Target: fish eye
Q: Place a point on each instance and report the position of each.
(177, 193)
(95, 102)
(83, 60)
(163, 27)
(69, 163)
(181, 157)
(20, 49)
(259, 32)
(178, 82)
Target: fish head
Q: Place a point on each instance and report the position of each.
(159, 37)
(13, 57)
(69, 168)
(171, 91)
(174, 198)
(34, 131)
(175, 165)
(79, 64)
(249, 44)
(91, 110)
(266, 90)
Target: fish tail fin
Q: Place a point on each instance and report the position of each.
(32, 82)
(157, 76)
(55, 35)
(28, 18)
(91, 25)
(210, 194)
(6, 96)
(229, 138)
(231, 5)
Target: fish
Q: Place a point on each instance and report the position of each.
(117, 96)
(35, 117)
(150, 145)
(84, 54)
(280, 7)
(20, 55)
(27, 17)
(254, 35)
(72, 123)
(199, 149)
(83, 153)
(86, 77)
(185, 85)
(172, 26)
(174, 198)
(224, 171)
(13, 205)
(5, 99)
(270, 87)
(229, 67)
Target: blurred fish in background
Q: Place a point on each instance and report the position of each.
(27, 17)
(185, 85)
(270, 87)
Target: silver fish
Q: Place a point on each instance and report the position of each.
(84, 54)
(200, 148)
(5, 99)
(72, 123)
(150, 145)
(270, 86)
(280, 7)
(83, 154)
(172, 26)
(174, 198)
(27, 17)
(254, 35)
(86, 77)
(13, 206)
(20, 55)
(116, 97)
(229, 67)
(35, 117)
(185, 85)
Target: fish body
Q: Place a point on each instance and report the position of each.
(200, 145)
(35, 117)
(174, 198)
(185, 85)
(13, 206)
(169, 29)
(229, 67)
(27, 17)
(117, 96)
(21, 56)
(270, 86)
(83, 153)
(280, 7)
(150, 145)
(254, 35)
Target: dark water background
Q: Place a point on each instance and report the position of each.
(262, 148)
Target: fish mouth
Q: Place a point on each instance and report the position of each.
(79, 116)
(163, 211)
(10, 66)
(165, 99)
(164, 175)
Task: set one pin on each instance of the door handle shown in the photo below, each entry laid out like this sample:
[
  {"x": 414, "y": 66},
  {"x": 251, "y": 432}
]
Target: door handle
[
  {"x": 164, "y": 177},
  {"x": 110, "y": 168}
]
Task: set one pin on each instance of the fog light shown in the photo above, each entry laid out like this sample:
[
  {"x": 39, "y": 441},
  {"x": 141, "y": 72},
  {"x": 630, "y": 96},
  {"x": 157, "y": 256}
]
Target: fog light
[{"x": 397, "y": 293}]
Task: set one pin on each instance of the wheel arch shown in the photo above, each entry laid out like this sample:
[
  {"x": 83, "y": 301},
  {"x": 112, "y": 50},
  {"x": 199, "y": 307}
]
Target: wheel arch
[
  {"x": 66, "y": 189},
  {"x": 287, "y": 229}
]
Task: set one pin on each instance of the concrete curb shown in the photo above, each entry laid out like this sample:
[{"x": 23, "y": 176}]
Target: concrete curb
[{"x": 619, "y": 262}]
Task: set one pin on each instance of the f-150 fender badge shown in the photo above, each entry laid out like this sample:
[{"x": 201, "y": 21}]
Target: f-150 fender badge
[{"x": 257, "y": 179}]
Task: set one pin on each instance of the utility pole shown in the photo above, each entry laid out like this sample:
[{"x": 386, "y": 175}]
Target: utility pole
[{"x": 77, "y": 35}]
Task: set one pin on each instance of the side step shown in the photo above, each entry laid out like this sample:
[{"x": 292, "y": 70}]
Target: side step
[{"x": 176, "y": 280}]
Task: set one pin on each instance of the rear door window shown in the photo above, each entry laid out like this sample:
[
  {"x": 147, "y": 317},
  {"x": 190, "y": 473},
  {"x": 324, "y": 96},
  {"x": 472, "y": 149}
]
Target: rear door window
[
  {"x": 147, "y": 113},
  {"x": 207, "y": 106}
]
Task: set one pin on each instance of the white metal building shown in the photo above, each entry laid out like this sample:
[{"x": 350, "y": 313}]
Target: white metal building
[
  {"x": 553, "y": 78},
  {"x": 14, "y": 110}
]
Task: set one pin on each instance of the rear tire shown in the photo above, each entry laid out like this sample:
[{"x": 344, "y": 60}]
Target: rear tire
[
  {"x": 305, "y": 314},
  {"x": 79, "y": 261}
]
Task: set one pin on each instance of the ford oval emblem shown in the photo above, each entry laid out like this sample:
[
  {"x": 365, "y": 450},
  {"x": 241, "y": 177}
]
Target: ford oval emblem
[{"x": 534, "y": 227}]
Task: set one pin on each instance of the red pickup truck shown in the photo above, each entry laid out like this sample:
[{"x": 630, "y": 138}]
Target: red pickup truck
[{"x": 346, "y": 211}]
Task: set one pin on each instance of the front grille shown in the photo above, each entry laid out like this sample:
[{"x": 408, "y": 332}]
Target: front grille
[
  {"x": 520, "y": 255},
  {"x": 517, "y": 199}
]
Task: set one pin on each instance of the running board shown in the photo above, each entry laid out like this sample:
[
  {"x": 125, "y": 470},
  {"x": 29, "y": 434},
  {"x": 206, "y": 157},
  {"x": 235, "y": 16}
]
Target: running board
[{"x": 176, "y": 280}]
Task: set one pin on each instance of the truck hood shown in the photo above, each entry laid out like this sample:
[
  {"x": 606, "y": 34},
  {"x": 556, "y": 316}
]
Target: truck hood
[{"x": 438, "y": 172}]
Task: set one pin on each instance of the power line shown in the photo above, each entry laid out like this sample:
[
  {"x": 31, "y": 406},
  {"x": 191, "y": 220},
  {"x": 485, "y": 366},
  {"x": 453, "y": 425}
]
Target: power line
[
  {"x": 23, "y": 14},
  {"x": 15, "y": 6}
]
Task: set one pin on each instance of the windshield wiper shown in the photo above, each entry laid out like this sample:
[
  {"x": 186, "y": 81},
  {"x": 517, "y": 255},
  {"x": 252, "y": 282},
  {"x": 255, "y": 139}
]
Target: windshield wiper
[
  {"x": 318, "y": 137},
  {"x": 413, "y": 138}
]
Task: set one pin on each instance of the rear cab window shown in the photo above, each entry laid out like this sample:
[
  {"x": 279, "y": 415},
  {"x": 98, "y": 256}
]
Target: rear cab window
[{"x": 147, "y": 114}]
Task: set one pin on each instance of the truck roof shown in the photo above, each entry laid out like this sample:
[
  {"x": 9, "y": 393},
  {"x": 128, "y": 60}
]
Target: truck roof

---+---

§ **WORK ITEM**:
Every line in the records that holds the word "background" should be copied into the answer.

§ **ANSWER TO THE PROBLEM**:
Target: blurred fish in background
Target: dark water background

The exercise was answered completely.